• _Selected text_:
Mick Hattaway is emeritus at the University of Sheffield, and currently teaches for James Madison University and New York University in London. This interview was delayed as he tiptoed through the Folger working on new and enlarged editions of As You Like It and the Blackwell Companion to Literature and Culture, as well as a monograph on the way Renaissance dramatists use language to define their culture. He lives in Berkshire where his free time is spent picking-up the hats that overflow those racks.

MPJ: I learned more about As You Like It from your introduction than from any other source not written by Shakespeare, or in a curious way, Thomas Lodge. Who informed your ideas about the play?

MH:  When I was an undergraduate in Wellington, New Zealand I spent far too much of my time acting and then, while a postgrad at Cambridge, suffered a kind of revulsion against that sort of thing.  It was being invited to teach at the University of Birmingham Shakespeare Summer School in Stratford-upon-Avon by a wonderful teacher, critic, and human being, Gareth Lloyd Evans, that rekindled my enthusiasm for performance, and then at the University of Kent, with Reg Foakes, my boss and now my friend, I directed some student productions, including AYL.  In those years Jonathan Miller was invited to give the University’s Eliot Lectures: they generated Miller’s Subsequent Performances, (Faber, 1986), which I think is still the best book on performance on both stage and screen.  I have also learnt a huge amount about performance and gender theory from the writings of Barbara Hodgdon (“Sexual Disguise and the Theatre of Gender,” The Cambridge Companion to Shakespearean Comedy, Alexander Leggatt, ed., Cambridge, 2002), Phyllis Rackin (“Androgyny, Mimesis, and the Marriage of the Boy Heroine,” in the Proceedings of the Modern Language Association, 102, 1987), and Carol Rutter (Enter the Body: Women and Representation on Shakespeare’s Stage, Routledge, 2001)—all of whom relate theory to performance actualities.

MPJ: Has there been anything published on the play since your book that you wish you could have used?

• _Record set_:

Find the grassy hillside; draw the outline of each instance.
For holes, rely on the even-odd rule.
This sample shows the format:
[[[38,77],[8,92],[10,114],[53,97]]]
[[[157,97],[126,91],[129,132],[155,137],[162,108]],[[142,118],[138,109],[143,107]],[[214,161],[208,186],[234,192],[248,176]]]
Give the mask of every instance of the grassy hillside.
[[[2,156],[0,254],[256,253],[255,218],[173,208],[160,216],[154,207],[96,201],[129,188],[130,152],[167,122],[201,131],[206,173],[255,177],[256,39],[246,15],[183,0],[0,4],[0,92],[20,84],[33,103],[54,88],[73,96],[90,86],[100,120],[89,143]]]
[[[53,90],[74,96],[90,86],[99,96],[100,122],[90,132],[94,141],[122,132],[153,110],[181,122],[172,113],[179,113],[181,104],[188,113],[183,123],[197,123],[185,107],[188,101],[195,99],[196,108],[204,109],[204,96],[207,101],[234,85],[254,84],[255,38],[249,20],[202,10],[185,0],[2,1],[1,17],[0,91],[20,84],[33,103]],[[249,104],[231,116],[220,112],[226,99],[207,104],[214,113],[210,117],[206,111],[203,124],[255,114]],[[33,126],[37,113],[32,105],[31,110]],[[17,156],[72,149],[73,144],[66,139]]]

• _Problems to solve_:
1. Revise the interview from "Mick Hattaway is" to "overflow those racks.", changing "Berkshire" to "Oxfordshire".
2. According to the interview, why was it delayed?

• _Outputs for the tasks_:
1.
Mick Hattaway is emeritus at the University of Sheffield, and currently teaches for James Madison University and New York University in London. This interview was delayed as he tiptoed through the Folger working on new and enlarged editions of As You Like It and the Blackwell Companion to Literature and Culture, as well as a monograph on the way Renaissance dramatists use language to define their culture. He lives in Oxfordshire where his free time is spent picking-up the hats that overflow those racks.

2. It was delayed because Mick Hattaway was at the Folger working on new and enlarged editions of As You Like It and the Blackwell Companion to Literature and Culture. He was also working on a monograph about how Renaissance dramatists use language to define their culture.